▶ **TASKS FOR THIS EXERCISE**:
A. Quote the part of the Mollison passage that opens with the words containing "The Mollisons' marriage" and closes with "her maiden name.", word for word.
B. According to the Mollison passage, what nickname did the press and public give Mollison and Amy Johnson?

▶ **GIVEN PASSAGE**:
Whilst gaining a reputation as a playboy, Mollison was a skilled pilot who, like many others, took to record breaking as a means of "making his name". In July to August 1931, he set a record time of 8 days, 19 hours for a flight from Australia to England and, in March 1932, a record for flying from England to Cape Town, South Africa in 4 days, 17 hours.

Mollison had flown commercially for Charles Kingsford Smith's ill-fated Australian National Airways. During one of his commercial flights, he met the equally famous aviator Amy Johnson, to whom he proposed only eight hours after meeting, and while still in the air. Johnson accepted; they married in July 1932. She then went off to break her husband's England to South Africa record. They were dubbed The Flying Sweethearts by the press and public.

Mollison continued to attempt aviation records. On 18 August 1932 he made an east-to-west solo trans-Atlantic flight of 31 hours, from Portmarnock, Ireland to Pennfield, New Brunswick, Canada, using a de Havilland Puss Moth called "The Heart's Content". In 1933, using the same aircraft, Mollison flew from England to Brazil in 3 days, 13 hours, staging through West Africa, the first solo east-west South Atlantic crossing. By then, he and his wife began to plan a record-breaking flight across the world. On 22 July 1933, they took off from Pendine Sands in South Wales on a non-stop flight to New York, but were forced to crash land in Bridgeport, Connecticut, just short of their target, after running out of fuel. He and his wife were both injured, and the plane broken apart by souvenir seekers.

In October 1934 the Mollisons took part in MacRobertson Air Race. Their de Havilland DH.88 Comet Black Magic led the competitors off the line and was leading at Baghdad, but they were forced to retire at Allahabad after having to use non-aviation fuel, which damaged their engines.

In November 1936 Mollison made his last major record attempt, a flight from Croydon to Cape Town, South Africa. This time he flew with a co-pilot, French aviator Édouard Corniglion-Molinier. The attempt ended with a forced landing some 160 km short of Cape Town.

The Mollisons' marriage had become strained; they were rivals for the same aviation records and Mollison was at times a heavy drinker. They divorced in 1938 and Amy Mollison resumed her maiden name.

==World War II==
Mollison eventually served in the Air Transport Auxiliary (ATA) in World War II and was awarded an MBE for his warwork. Johnson also served in the ATA and was killed while ferrying an aircraft in 1941.

▶ **MATERIAL SHOWN**:
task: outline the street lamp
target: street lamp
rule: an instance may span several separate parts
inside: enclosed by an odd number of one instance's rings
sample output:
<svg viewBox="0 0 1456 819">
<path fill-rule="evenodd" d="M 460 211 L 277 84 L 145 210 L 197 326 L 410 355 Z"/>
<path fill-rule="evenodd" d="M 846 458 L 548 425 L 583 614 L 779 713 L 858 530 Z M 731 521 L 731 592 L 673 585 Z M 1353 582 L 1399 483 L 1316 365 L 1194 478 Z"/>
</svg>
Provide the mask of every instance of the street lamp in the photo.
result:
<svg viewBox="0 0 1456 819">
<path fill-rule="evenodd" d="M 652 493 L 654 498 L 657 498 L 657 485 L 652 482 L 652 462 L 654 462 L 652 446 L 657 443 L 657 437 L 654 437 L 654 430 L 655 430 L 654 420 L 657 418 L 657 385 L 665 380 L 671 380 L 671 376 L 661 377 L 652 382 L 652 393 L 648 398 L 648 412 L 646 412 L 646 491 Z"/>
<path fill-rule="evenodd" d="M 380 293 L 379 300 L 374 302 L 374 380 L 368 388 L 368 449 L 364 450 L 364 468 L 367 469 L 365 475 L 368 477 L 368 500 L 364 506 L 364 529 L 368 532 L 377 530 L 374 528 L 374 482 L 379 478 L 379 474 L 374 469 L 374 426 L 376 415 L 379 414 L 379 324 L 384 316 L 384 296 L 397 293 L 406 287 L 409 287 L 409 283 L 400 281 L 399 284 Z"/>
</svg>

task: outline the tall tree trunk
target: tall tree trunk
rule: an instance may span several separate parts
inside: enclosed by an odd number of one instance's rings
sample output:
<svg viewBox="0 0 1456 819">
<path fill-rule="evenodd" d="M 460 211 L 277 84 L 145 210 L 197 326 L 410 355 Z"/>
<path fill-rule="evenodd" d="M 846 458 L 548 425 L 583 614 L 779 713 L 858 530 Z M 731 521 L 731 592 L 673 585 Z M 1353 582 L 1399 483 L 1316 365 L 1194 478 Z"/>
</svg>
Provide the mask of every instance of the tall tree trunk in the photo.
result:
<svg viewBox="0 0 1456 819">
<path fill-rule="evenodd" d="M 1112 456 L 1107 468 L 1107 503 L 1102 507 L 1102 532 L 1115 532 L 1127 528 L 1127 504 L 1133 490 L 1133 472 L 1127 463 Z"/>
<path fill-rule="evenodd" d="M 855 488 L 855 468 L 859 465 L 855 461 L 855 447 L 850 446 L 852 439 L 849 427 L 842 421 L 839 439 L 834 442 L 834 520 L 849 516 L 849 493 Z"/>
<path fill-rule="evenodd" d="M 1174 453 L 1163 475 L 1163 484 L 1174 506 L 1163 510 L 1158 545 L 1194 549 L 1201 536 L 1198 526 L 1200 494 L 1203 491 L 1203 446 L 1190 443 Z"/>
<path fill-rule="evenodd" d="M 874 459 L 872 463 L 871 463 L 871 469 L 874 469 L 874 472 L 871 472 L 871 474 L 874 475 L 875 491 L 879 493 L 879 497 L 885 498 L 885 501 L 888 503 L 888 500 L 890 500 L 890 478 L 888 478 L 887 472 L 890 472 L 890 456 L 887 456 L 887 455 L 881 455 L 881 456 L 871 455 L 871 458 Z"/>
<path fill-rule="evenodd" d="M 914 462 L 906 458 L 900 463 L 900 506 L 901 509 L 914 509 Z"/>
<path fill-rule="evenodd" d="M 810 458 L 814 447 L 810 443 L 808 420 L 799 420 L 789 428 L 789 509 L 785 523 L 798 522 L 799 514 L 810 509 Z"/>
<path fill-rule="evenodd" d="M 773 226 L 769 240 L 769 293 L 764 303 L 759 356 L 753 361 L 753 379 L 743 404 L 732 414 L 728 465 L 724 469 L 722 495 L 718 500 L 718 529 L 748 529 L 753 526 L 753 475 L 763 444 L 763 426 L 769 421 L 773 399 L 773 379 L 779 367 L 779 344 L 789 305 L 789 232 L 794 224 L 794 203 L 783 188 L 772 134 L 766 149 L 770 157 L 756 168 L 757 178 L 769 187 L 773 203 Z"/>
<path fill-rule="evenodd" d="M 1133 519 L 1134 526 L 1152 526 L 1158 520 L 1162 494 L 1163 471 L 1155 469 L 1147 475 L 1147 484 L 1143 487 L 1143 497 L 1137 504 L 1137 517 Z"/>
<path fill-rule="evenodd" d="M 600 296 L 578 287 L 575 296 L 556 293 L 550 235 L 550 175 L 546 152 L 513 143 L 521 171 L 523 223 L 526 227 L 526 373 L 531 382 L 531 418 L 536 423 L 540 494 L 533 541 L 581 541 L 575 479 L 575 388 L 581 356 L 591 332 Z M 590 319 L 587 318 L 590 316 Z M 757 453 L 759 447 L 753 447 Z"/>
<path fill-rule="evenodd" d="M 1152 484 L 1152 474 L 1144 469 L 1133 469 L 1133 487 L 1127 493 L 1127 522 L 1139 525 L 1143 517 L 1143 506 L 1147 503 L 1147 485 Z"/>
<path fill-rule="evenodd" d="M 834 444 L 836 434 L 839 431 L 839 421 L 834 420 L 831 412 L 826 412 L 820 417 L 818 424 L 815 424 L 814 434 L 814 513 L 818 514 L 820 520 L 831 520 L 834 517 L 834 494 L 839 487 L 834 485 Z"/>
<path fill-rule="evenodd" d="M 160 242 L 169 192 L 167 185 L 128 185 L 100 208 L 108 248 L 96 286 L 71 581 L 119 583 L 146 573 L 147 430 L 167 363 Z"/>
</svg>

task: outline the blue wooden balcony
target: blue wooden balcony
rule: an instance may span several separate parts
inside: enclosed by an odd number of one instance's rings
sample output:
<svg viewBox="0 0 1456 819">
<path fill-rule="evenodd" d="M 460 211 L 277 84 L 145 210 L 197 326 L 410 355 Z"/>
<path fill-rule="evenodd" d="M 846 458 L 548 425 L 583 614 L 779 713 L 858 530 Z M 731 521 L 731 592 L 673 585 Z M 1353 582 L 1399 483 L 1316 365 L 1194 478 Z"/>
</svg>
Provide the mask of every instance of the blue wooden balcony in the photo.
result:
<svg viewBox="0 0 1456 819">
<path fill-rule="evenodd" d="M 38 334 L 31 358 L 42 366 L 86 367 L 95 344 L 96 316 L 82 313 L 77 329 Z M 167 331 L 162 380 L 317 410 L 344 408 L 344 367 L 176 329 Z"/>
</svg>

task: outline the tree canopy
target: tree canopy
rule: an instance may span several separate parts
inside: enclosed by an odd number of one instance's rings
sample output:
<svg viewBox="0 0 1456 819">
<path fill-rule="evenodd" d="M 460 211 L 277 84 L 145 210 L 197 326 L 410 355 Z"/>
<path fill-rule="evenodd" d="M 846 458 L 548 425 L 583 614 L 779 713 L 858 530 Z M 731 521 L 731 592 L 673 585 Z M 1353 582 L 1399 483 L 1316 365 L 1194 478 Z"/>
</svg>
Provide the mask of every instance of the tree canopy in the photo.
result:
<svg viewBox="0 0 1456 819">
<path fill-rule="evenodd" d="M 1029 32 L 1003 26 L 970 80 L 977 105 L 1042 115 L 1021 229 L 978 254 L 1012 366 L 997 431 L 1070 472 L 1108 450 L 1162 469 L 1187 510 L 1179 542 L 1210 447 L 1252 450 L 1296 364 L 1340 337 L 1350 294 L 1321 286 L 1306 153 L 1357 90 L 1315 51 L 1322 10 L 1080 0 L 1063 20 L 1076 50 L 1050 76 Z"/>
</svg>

▶ **ANSWERS PER TASK**:
A.
The Mollisons' marriage had become strained; they were rivals for the same aviation records and Mollison was at times a heavy drinker. They divorced in 1938 and Amy Mollison resumed her maiden name.

B. The Flying Sweethearts